Exercise task - Rewrite the listing below, substituting "Indicate each instance" for every occurrence of "Mark each instance" and keeping everything else unchanged.

++++++

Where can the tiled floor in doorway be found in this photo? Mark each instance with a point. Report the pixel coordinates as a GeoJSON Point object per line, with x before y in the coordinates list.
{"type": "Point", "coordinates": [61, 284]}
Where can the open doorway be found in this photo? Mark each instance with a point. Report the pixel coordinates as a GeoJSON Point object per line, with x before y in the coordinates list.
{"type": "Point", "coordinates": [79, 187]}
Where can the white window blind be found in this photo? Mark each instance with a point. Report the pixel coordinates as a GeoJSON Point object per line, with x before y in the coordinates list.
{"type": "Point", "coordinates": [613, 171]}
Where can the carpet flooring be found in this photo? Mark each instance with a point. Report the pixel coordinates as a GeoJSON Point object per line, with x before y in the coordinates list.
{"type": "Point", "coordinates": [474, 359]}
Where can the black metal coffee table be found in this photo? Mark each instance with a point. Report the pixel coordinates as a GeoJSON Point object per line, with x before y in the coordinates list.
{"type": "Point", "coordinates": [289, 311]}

++++++

Solution below -
Where can the tiled floor in doorway be found in this photo? Indicate each instance with a point. Report the pixel coordinates as a GeoJSON Point object per line, with x before y in the coordinates list.
{"type": "Point", "coordinates": [61, 284]}
Where can the open doorway be found in this photo? Indicate each instance with a point. Report the pixel coordinates as a GeoJSON Point object per line, with x before y in the coordinates list.
{"type": "Point", "coordinates": [79, 187]}
Where can the white window blind be found in this photo? Indicate each instance with a point. Report the pixel coordinates as a GeoJSON Point object per line, with x before y in the coordinates list.
{"type": "Point", "coordinates": [613, 171]}
Where can the carpet flooring be found in this photo? Indicate each instance with a point. Report the pixel coordinates as a GeoJSON Point object per line, with x before y in the coordinates list.
{"type": "Point", "coordinates": [474, 359]}
Where can the black metal coffee table be found in this photo? Indicate each instance with a point. Report the pixel coordinates as a GeoJSON Point object per line, with x before y in the coordinates list.
{"type": "Point", "coordinates": [289, 311]}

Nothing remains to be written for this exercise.